***** TESTO DI PARTENZA *****

Se dalla deliberazione o dall'operazione è derivato un pregiudizio
alla società, si applica, oltre la multa, la reclusione fino a tre
anni.
Art. 2632 Violazione di obblighi incombenti ai sindaci
Sono puniti con la reclusione da sei mesi a tre anni e con la multa
da L. 200.000 a L. 2.000.000 i sindaci, che omettono:
1) nel caso previsto dal n. 2 dell'art. 2621, di adempiere gli
obblighi imposti dalla legge, fuori dei casi di concorso nel delitto
da esso previsto;
2) di convocare l'assemblea nei casi previsti dagli artt. 2406 e
2408.
Sono puniti con la reclusione fino ad un anno e con la multa da L.
400.000 a 2 milioni i sindaci che violano gli obblighi previsti
dagli artt. 7357, quarto comma, 2359 ter, secondo comma, e 2359
quater, secondo e terzo comma.

***** SEZIONE DATI *****

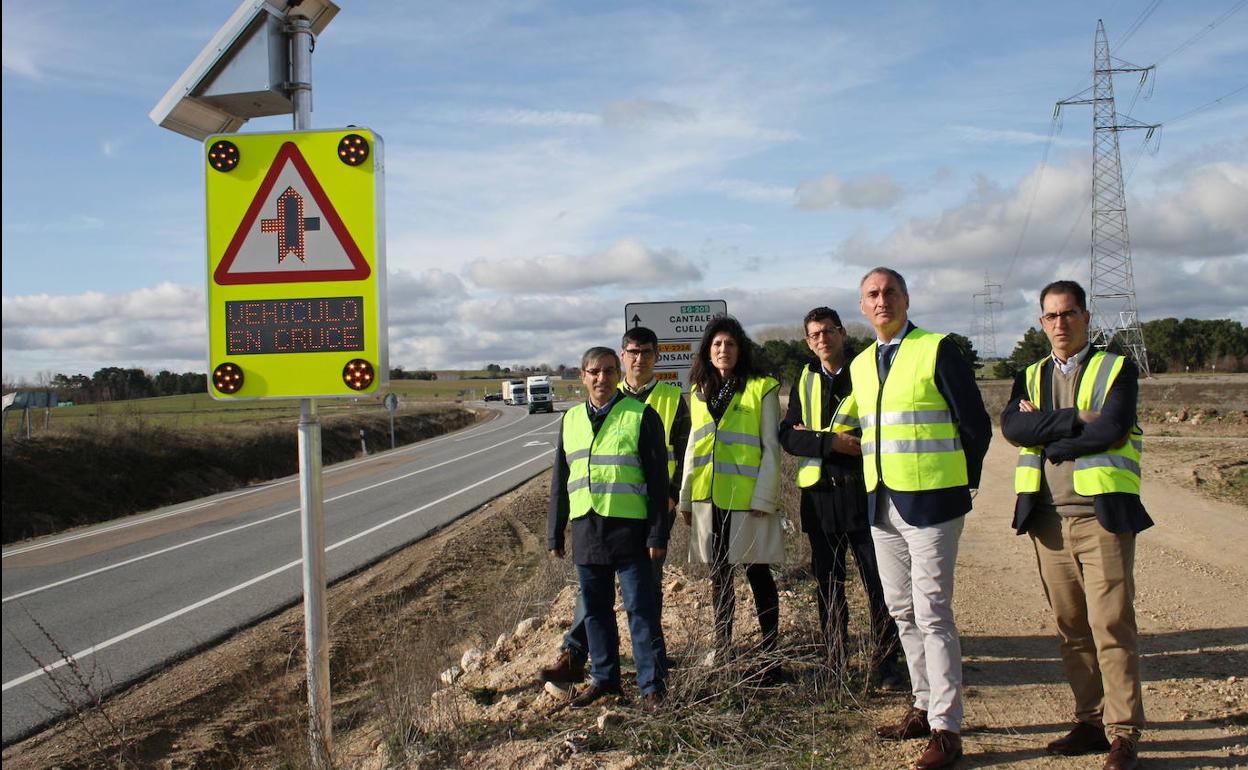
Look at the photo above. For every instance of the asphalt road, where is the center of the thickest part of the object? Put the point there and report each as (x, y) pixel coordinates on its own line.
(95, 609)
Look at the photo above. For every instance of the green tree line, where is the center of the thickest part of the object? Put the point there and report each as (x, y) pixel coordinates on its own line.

*****

# ESERCIZI:
- A) Trascrivi dal testo di partenza il passo che va da "Art. 2632 Violazione" a "multa da L.".
- B) Per favore, rispondi a queste domande sul testo di partenza:
(i) Quale pena si applica, oltre la multa, se dalla deliberazione o dall'operazione è derivato un pregiudizio alla società?
(ii) Entro quali limiti è fissata la multa per i sindaci che omettono di convocare l'assemblea nei casi previsti dagli artt. 2406 e 2408?
(iii) Fino a quanto arriva la reclusione per i sindaci indicati nell'ultimo comma dell'Art. 2632?

# SOLUZIONI:
- A)
Art. 2632 Violazione di obblighi incombenti ai sindaci
Sono puniti con la reclusione da sei mesi a tre anni e con la multa
da L. 200.000 a L. 2.000.000 i sindaci, che omettono:
1) nel caso previsto dal n. 2 dell'art. 2621, di adempiere gli
obblighi imposti dalla legge, fuori dei casi di concorso nel delitto
da esso previsto;
2) di convocare l'assemblea nei casi previsti dagli artt. 2406 e
2408.
Sono puniti con la reclusione fino ad un anno e con la multa da L.

- B)
(i) La reclusione fino a tre anni.
(ii) Da L. 200.000 a L. 2.000.000.
(iii) Fino ad un anno.